Leave out the pictures and copy everything else below exactly.

- _EXERCISE INPUT_:
★ ★ ★ ★ ★
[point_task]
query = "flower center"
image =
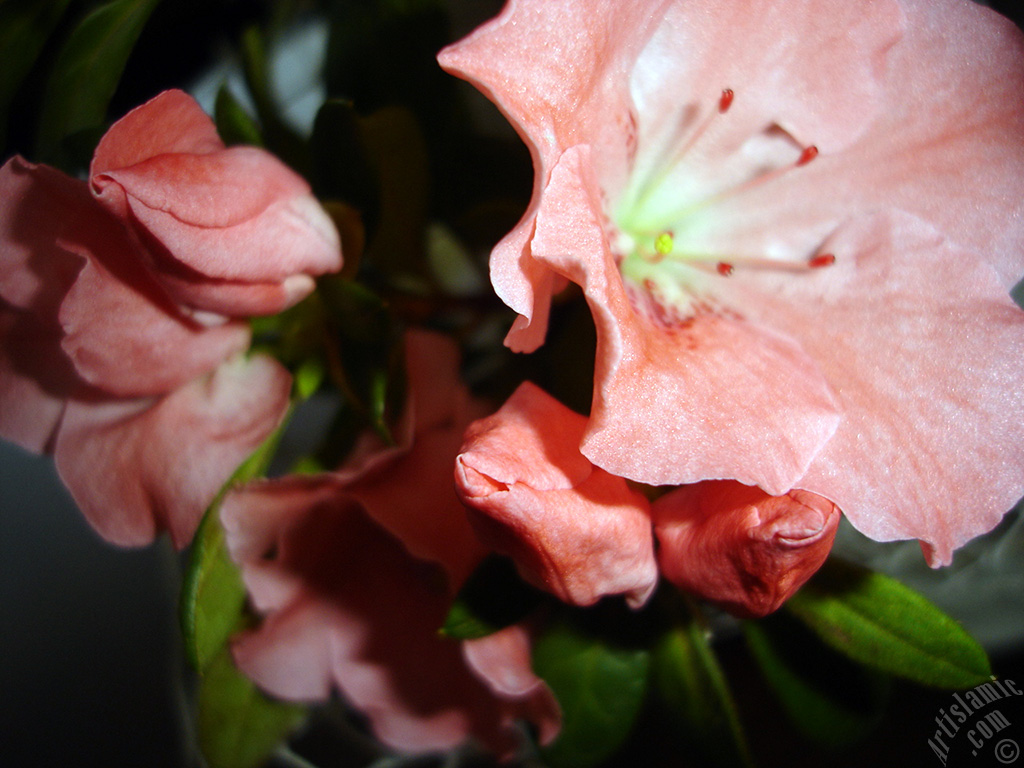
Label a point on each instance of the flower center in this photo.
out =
(658, 221)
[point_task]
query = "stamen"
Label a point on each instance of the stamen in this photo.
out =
(807, 155)
(725, 100)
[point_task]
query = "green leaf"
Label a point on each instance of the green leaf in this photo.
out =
(279, 136)
(25, 28)
(880, 623)
(494, 597)
(341, 169)
(213, 596)
(239, 727)
(397, 154)
(235, 125)
(692, 684)
(600, 686)
(828, 697)
(88, 69)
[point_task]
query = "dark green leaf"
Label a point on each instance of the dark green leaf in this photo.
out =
(828, 697)
(239, 727)
(279, 136)
(341, 169)
(600, 686)
(25, 28)
(235, 125)
(692, 684)
(878, 622)
(494, 597)
(398, 156)
(212, 595)
(88, 69)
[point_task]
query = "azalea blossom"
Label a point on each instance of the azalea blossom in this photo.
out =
(796, 225)
(572, 528)
(122, 307)
(583, 534)
(355, 570)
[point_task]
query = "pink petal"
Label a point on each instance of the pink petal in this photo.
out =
(137, 467)
(503, 660)
(738, 547)
(950, 101)
(233, 299)
(434, 526)
(228, 230)
(519, 60)
(716, 397)
(384, 478)
(171, 123)
(124, 338)
(35, 380)
(236, 214)
(571, 528)
(367, 623)
(927, 378)
(37, 205)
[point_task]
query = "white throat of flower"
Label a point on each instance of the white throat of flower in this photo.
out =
(669, 280)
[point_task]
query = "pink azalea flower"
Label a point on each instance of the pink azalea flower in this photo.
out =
(796, 225)
(571, 527)
(583, 534)
(355, 570)
(112, 356)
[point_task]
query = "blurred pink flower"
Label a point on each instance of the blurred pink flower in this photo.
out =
(583, 534)
(796, 225)
(571, 527)
(355, 570)
(114, 354)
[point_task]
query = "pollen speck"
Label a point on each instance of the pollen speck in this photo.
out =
(664, 243)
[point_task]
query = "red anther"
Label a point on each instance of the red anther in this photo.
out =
(725, 101)
(808, 155)
(822, 259)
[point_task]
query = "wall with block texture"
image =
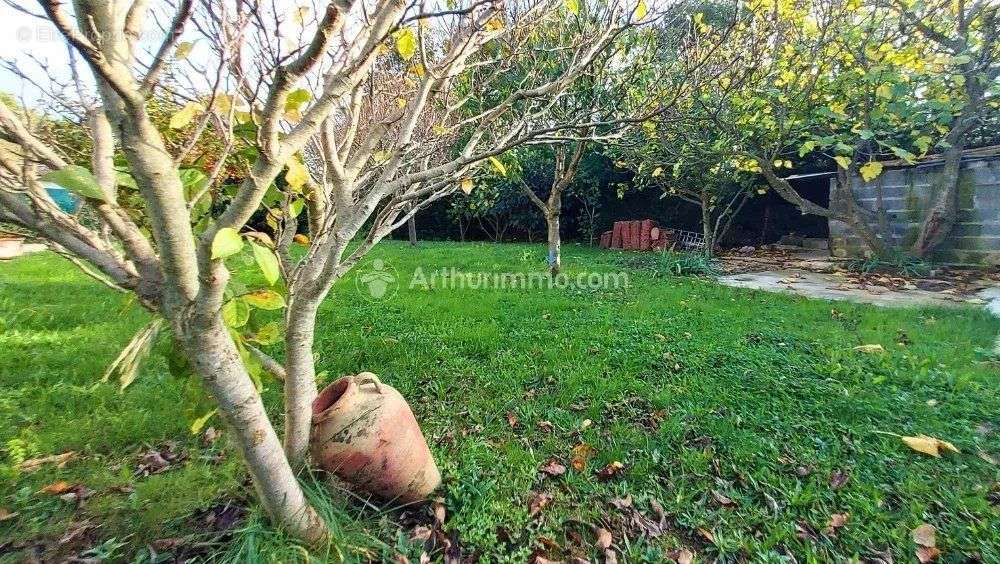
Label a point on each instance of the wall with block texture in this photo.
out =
(904, 195)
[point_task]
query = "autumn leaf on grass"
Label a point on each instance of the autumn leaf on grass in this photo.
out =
(837, 520)
(929, 445)
(538, 502)
(925, 537)
(722, 499)
(512, 419)
(610, 471)
(581, 453)
(552, 467)
(57, 488)
(681, 556)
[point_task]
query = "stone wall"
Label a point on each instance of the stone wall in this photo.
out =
(904, 194)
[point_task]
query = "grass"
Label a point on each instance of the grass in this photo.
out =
(703, 392)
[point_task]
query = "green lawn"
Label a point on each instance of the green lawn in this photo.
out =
(706, 394)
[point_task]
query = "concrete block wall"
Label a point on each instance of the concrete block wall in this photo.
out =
(905, 194)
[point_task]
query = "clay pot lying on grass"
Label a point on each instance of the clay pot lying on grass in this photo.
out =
(364, 432)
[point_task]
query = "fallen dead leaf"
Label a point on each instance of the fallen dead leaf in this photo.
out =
(927, 554)
(925, 535)
(421, 533)
(552, 467)
(837, 520)
(722, 499)
(604, 538)
(610, 471)
(210, 436)
(839, 478)
(682, 556)
(538, 502)
(581, 453)
(929, 445)
(512, 419)
(59, 460)
(57, 488)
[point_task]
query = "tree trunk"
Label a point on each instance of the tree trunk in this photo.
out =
(555, 260)
(300, 377)
(706, 227)
(215, 358)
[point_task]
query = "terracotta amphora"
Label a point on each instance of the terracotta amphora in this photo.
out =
(364, 432)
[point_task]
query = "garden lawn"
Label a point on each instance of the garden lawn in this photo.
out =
(743, 420)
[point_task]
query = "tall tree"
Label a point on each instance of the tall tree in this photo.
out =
(276, 82)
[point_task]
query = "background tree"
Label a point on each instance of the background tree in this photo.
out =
(278, 81)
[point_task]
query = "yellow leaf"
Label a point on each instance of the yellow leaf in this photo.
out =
(494, 24)
(498, 166)
(641, 10)
(183, 50)
(871, 170)
(297, 175)
(466, 186)
(300, 14)
(406, 43)
(293, 116)
(929, 445)
(184, 116)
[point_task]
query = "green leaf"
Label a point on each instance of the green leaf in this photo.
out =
(198, 424)
(267, 262)
(903, 154)
(498, 166)
(807, 148)
(265, 299)
(269, 334)
(227, 242)
(235, 313)
(406, 43)
(871, 170)
(78, 180)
★ ★ ★ ★ ★
- _RESPONSE FOR THIS EXERCISE_:
[point_task]
query = "flower center"
image =
Label a point on each instance of the flower center in this photo.
out =
(658, 221)
[point_task]
query = "stamen"
Label a point on each instance of the stamen in this photo.
out =
(807, 155)
(725, 100)
[point_task]
query = "green leaf"
Label a point on each instance of the green leaf in this photo.
out =
(279, 136)
(25, 28)
(880, 623)
(494, 597)
(341, 169)
(213, 596)
(239, 727)
(397, 154)
(235, 125)
(692, 684)
(600, 686)
(828, 697)
(88, 69)
[point_task]
query = "dark green leaf"
Label a point on each instance of the dark green leaf in this photo.
out =
(828, 697)
(239, 727)
(279, 136)
(341, 169)
(600, 686)
(25, 28)
(235, 125)
(692, 684)
(878, 622)
(494, 597)
(398, 156)
(212, 595)
(88, 69)
[point_task]
query = "azalea blossom"
Label a point on each instance of the azalea blossom in this photo.
out =
(796, 225)
(572, 528)
(122, 307)
(583, 534)
(355, 570)
[point_task]
query = "pink petal"
Label a point on each instance of the pink petal in this photo.
out =
(137, 467)
(503, 660)
(738, 547)
(950, 101)
(233, 299)
(434, 526)
(228, 230)
(519, 60)
(716, 397)
(384, 478)
(171, 123)
(124, 338)
(35, 380)
(236, 214)
(571, 528)
(367, 623)
(927, 378)
(37, 205)
[point_task]
query = "white throat of flower"
Label a point on each instance of the white throat of flower in this photo.
out =
(669, 280)
[point_task]
query = "pink azalea flower"
Label a point on each instance of the pink azalea flower in this photo.
out =
(796, 225)
(571, 527)
(583, 534)
(355, 570)
(112, 356)
[point_task]
query = "blurred pink flower"
Label a point on each instance of the blurred pink flower in this photo.
out =
(583, 534)
(796, 225)
(571, 527)
(355, 570)
(114, 354)
[point_task]
query = "pollen speck"
Label a point on each instance of the pollen speck in this photo.
out =
(664, 243)
[point_task]
query = "red anther"
Label a point on each instance of the red anther in this photo.
out =
(725, 101)
(808, 155)
(822, 259)
[point_task]
query = "wall with block texture"
image =
Label a point on each instance of the wall with block texture in this photo.
out =
(904, 195)
[point_task]
query = "autumn leaf on grass"
Label a point on each instance of the autumn leaf on grass in this photo.
out =
(837, 520)
(929, 445)
(538, 502)
(925, 537)
(722, 499)
(512, 419)
(610, 471)
(581, 453)
(552, 467)
(57, 488)
(681, 556)
[point_task]
query = "stone wall"
Label a point on each instance of the stone wall in this photo.
out =
(904, 194)
[point_task]
query = "grass"
Label a point on each instance of the grass in this photo.
out =
(703, 392)
[point_task]
query = "green lawn"
Label a point on each instance of the green lawn in this photo.
out =
(706, 394)
[point_task]
query = "concrete block wall"
Label a point on each instance of the concrete block wall in this photo.
out =
(905, 194)
[point_task]
query = "clay pot lying on grass"
Label a point on each instance of the clay pot lying on grass in this photo.
out =
(364, 432)
[point_task]
query = "fallen dead leaf"
Label a point on each instance of the fallen dead leaf in this photo.
out =
(927, 554)
(925, 535)
(421, 533)
(552, 467)
(837, 520)
(722, 499)
(604, 538)
(610, 471)
(210, 436)
(839, 478)
(682, 556)
(538, 502)
(581, 453)
(929, 445)
(512, 419)
(59, 460)
(57, 488)
[point_task]
query = "tree trunk"
Label a point on each instance of the tree trunk in this photo.
out =
(555, 260)
(300, 377)
(706, 227)
(215, 358)
[point_task]
query = "terracotta amphora"
Label a point on each instance of the terracotta amphora in this photo.
out =
(364, 432)
[point_task]
query = "garden lawn"
Label a point on each instance of the garden lawn in this photo.
out =
(743, 420)
[point_task]
query = "tall tree"
Label a point on each instance of the tall tree in this photo.
out =
(276, 82)
[point_task]
query = "background tree"
Label a point on each instance of the background tree in this photo.
out =
(278, 81)
[point_task]
query = "yellow leaf"
Label a point on each instance of the yellow leaf in this photo.
out =
(494, 24)
(498, 166)
(641, 10)
(183, 50)
(871, 170)
(297, 175)
(466, 186)
(300, 14)
(406, 43)
(293, 116)
(929, 445)
(184, 116)
[point_task]
query = "green leaf"
Label a point on each instance of the green leaf in this photo.
out =
(198, 424)
(267, 262)
(903, 154)
(498, 166)
(807, 148)
(265, 299)
(269, 334)
(227, 242)
(235, 313)
(406, 43)
(871, 170)
(78, 180)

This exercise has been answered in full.